**İstenen iş**.
Aşağıdaki kaynak metni hiçbir şeyi değiştirmeden baştan sona yeniden yazın.
### Kaynak metin ###
15 Kasım 2009 Pazar

Oto-büs!

.
“Kızım kayar mısın?” dedi.

Gömüldüğüm romanın arasında hangi gezegende yaşadığımı bile unutmuşken böyle bir soruyu anlamlandırmam güç oldu. “Kaymam” dedim. Adam belli ki bu cevabı beklemiyordu. “Şunu uzatır mısınız?”dan sonraki en normal toplu taşıma repliği olan bu soru, çoğu zaman bir cevap bile gerektirmeden söylenene riayet etmekle noktalanırdı. İtirazıma bir gerekçe göstermeliydim. “Ben daha önce inicem” dedim. Böylece, adamın nerede ineceğini bilmememe rağmen iddialı tavrım sayesinde oturduğum koltuğu hak etmiş oldum. Aslında koltukla duygusal bir bağım yoktu, sadece adamın onca boş yer varken yanıma oturmak istemesine uyuz olmuştum.
### Kayıtlı bilgiler ###
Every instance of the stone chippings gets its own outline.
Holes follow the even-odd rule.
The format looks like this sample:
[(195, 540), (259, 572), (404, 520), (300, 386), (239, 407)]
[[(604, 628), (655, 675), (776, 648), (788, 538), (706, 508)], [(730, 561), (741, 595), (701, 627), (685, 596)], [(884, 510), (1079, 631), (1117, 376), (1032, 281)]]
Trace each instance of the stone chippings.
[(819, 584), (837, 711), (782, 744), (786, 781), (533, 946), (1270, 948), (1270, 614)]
###
**Görev çıktısı**.
15 Kasım 2009 Pazar

Oto-büs!

.
“Kızım kayar mısın?” dedi.

Gömüldüğüm romanın arasında hangi gezegende yaşadığımı bile unutmuşken böyle bir soruyu anlamlandırmam güç oldu. “Kaymam” dedim. Adam belli ki bu cevabı beklemiyordu. “Şunu uzatır mısınız?”dan sonraki en normal toplu taşıma repliği olan bu soru, çoğu zaman bir cevap bile gerektirmeden söylenene riayet etmekle noktalanırdı. İtirazıma bir gerekçe göstermeliydim. “Ben daha önce inicem” dedim. Böylece, adamın nerede ineceğini bilmememe rağmen iddialı tavrım sayesinde oturduğum koltuğu hak etmiş oldum. Aslında koltukla duygusal bir bağım yoktu, sadece adamın onca boş yer varken yanıma oturmak istemesine uyuz olmuştum.